==== Page text ====

Velocity’s connection to Atomwise, and thus the genesis of X-37, also is due largely in thanks to DCVC Bio, noted Collier, who was introduced to the AI company nearly two years ago over a cup of coffee.

X-37, in addition to its Atomwise partners, is made of up a team from Velocity that has been working together since 2011. The business model was to develop a series of drugs licensed from other pharmaceutical companies. Each drug program was then put into a separate virtual company, all of which were spun out, converted from virtual to real, made public, or acquired, explains Collier, who also serves as the CEO of Velocity.

The structure is similar to that of Boston-based Nimbus Therapeutics, which has an exclusive partnership with Schrödinger, a chemical simulation and in silico drug discovery company. It also is becoming fairly common in the biotech world, Collier says, as it enables companies to put each drug program into separate virtual companies from which the parent can exit without having to sell off the entire organization. The structure provides flexibility and tax advantages.

“Over the past decade this has been a perennial problem for the industry, where a company wants to buy an individual program and they don’t really want to buy all three or four of them,” explains Collier, adding that there had not been an efficient way to do this without buying the entire company and spinning out the one program.

Velocity has to date divested all its businesses except for Corsair Pharma, which is developing a transdermal prodrug of treprostinil to treat pulmonary arterial hypertension (PAH). While all Velocity staff are currently working at X-37 in some capacity, Collier says the entire team will become full time in the next year or so, after the PAH program is divested.

This transition will be supported by a Series B financing round, which the company will begin thinking seriously about mid next year, Collier says.

“We think that this is really a revolution in drug discovery,” he adds. “The pharmaceutical world in general is already waking up to this and is going to be using this technology to streamline all of their drug discovery processes.”

====

## Task to complete
From the X-37 article, copy out word for word everything from "The structure is" down to "and tax advantages.".

==== Dataset section ====

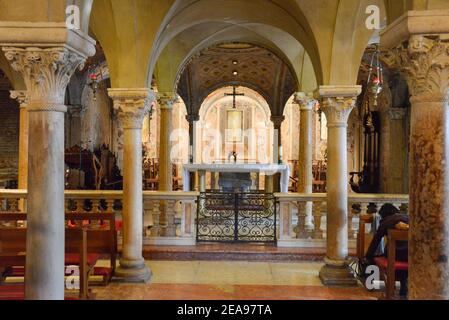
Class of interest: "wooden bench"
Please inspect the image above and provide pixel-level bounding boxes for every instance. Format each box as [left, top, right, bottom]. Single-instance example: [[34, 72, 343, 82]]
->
[[357, 214, 408, 300], [0, 213, 117, 297], [0, 214, 90, 299]]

====

## Answer for this exercise
The structure is similar to that of Boston-based Nimbus Therapeutics, which has an exclusive partnership with Schrödinger, a chemical simulation and in silico drug discovery company. It also is becoming fairly common in the biotech world, Collier says, as it enables companies to put each drug program into separate virtual companies from which the parent can exit without having to sell off the entire organization. The structure provides flexibility and tax advantages.